> _DATA SUPPLIED_
:::::
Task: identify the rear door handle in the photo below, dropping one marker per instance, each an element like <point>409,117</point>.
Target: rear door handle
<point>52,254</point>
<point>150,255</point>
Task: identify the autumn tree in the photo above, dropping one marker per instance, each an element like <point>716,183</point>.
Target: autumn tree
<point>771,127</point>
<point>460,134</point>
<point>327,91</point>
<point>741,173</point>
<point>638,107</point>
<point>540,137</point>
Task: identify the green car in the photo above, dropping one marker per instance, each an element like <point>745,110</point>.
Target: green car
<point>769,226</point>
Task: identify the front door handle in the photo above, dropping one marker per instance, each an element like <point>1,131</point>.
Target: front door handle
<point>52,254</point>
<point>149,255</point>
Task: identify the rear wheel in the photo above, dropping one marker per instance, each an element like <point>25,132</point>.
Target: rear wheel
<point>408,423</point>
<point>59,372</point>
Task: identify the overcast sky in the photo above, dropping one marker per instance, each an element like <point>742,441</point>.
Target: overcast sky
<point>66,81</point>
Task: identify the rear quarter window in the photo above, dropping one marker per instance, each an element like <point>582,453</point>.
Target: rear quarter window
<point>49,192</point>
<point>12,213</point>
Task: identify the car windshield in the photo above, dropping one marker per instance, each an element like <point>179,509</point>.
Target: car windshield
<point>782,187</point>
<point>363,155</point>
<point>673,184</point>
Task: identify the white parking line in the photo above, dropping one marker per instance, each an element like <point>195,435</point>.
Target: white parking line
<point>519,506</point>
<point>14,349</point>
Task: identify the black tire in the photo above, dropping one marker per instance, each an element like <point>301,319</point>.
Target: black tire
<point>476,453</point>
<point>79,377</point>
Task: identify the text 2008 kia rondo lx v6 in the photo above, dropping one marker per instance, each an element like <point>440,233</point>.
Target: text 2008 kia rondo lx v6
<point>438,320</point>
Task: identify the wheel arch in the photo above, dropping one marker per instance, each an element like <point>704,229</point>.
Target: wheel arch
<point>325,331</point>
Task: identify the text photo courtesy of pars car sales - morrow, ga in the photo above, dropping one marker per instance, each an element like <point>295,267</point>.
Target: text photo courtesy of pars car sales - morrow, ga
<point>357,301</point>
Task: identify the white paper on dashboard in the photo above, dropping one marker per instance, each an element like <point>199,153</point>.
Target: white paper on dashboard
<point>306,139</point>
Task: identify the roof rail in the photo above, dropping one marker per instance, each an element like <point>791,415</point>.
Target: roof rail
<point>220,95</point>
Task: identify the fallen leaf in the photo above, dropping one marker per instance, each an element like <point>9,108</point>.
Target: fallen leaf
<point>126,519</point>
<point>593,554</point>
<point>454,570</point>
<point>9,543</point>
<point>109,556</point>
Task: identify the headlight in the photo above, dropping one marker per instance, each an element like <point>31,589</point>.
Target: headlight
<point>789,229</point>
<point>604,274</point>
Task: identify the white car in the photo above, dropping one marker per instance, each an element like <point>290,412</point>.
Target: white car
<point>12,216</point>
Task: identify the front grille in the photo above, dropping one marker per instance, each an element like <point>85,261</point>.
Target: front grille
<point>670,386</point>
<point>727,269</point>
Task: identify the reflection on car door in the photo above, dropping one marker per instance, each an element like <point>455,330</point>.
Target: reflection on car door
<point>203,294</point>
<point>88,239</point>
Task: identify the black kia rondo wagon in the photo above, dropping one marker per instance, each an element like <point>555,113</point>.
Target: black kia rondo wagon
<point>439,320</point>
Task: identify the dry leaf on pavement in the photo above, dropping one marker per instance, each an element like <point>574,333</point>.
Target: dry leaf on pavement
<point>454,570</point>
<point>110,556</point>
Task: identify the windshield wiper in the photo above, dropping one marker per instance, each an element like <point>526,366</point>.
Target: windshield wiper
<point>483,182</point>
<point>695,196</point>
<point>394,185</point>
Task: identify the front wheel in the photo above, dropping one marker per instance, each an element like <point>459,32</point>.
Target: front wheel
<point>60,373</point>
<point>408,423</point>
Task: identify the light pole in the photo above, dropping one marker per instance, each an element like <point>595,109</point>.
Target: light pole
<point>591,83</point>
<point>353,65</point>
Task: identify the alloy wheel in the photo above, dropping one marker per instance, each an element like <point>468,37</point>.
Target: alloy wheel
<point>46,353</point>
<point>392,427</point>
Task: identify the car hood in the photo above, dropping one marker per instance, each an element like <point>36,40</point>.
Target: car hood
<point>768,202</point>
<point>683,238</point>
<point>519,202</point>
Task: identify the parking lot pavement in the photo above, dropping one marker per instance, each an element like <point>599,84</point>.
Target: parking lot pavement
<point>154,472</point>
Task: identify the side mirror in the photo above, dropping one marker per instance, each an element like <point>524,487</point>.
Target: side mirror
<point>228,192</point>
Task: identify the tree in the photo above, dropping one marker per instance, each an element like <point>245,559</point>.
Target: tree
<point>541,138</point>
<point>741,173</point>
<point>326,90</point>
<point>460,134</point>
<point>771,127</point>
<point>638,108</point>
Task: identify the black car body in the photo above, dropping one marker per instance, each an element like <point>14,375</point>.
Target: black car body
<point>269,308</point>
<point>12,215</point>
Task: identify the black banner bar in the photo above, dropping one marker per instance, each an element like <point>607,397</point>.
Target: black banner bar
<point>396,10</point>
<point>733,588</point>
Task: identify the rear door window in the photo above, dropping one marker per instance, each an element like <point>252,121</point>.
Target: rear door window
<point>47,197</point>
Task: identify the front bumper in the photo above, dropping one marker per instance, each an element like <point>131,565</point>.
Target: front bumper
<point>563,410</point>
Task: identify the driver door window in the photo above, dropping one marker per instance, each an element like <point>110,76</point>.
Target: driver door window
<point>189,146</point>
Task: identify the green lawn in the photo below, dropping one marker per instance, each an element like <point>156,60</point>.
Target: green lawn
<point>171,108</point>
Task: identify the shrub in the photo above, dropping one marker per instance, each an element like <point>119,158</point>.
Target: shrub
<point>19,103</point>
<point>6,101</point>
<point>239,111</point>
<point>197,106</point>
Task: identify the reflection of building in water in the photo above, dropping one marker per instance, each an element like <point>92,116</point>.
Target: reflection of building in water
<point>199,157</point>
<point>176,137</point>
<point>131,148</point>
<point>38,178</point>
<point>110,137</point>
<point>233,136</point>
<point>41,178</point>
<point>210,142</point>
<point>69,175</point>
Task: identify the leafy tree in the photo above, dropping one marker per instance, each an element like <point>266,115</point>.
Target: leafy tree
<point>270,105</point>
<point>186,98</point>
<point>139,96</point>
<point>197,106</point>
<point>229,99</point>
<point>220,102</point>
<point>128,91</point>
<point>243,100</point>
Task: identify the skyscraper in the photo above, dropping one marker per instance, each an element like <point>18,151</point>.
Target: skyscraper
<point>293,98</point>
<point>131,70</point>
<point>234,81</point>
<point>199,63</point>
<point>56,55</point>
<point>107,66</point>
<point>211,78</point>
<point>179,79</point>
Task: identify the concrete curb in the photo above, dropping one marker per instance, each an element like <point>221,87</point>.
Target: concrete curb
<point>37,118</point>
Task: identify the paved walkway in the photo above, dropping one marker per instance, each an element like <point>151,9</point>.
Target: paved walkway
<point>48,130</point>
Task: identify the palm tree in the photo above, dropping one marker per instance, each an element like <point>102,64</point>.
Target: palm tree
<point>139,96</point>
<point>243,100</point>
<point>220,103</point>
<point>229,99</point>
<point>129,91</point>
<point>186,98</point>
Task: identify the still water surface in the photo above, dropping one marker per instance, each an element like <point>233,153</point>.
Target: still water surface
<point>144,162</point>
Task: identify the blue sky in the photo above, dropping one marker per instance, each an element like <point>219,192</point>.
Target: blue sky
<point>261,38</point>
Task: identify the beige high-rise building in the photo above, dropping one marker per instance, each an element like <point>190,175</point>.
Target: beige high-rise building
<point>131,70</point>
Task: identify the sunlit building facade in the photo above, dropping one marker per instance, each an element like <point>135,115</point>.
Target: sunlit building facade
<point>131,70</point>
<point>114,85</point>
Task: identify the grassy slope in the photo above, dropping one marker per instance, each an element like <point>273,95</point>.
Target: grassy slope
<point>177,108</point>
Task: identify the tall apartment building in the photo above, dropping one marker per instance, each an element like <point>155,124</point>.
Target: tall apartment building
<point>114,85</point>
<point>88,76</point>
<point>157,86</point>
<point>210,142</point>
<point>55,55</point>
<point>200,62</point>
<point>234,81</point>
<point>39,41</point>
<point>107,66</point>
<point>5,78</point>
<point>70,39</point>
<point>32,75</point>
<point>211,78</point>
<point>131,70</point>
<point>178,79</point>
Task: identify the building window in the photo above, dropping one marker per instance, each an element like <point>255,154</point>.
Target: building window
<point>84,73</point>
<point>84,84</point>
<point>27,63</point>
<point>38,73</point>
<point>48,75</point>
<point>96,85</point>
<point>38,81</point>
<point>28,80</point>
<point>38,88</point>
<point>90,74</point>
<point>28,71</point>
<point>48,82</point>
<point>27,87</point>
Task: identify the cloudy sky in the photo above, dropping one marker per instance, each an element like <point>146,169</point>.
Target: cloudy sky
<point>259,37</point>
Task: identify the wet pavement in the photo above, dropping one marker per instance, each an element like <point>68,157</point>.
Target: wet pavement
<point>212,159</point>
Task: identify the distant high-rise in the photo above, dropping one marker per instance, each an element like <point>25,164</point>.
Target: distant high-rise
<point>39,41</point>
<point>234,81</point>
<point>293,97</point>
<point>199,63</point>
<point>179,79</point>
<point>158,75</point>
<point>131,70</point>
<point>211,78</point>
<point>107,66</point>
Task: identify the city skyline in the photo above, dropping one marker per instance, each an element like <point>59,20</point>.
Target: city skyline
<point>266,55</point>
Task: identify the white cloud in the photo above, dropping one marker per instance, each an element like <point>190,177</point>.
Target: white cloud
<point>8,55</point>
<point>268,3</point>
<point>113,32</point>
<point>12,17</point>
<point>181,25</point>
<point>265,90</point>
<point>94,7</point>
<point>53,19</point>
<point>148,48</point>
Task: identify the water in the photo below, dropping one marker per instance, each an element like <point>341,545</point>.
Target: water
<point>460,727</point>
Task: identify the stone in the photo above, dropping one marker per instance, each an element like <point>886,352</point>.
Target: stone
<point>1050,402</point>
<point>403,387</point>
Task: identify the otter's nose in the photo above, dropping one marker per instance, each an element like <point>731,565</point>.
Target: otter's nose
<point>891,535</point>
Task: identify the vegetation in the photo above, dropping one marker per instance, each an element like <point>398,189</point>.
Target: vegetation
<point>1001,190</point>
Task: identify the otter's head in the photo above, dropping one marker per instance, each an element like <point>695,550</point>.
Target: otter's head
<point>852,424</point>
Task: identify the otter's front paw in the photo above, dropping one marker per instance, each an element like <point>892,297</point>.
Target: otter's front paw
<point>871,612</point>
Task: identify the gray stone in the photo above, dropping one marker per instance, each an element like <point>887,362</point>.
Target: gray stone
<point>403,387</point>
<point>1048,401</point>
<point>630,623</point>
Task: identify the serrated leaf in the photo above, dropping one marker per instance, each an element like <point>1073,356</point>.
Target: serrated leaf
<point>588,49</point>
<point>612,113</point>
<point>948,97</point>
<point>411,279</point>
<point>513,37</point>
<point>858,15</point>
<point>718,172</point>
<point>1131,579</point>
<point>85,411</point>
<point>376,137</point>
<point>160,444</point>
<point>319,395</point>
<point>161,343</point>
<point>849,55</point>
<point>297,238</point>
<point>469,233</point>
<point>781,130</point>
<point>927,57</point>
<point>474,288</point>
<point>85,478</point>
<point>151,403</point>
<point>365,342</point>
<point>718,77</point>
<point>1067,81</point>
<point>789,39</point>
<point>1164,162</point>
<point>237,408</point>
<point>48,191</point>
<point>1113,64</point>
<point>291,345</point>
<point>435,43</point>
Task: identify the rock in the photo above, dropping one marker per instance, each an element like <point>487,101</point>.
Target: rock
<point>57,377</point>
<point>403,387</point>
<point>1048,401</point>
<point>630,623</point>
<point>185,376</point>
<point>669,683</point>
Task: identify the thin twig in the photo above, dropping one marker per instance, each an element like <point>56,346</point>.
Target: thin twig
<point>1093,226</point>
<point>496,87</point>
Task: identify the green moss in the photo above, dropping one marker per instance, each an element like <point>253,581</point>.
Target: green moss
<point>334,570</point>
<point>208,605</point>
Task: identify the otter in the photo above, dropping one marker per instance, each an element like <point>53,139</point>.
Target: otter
:::::
Lay out everything from the first line of the rows through the line containing "<point>769,226</point>", inclusive, as a JSON list of strings, one string per line, leaving out any blank lines.

[
  "Task: identify the rear door handle in the photo below, dropping one marker per instance, each an element like <point>409,117</point>.",
  "Target: rear door handle",
  "<point>52,254</point>",
  "<point>150,255</point>",
  "Task: identify the autumn tree in the photo above, dropping one marker per instance, each an element like <point>716,183</point>.",
  "Target: autumn tree",
  "<point>771,127</point>",
  "<point>460,134</point>",
  "<point>327,91</point>",
  "<point>741,173</point>",
  "<point>638,107</point>",
  "<point>540,137</point>",
  "Task: identify the green car in the photo above, dropping one marker per instance, each an element like <point>745,110</point>.",
  "Target: green car",
  "<point>769,226</point>"
]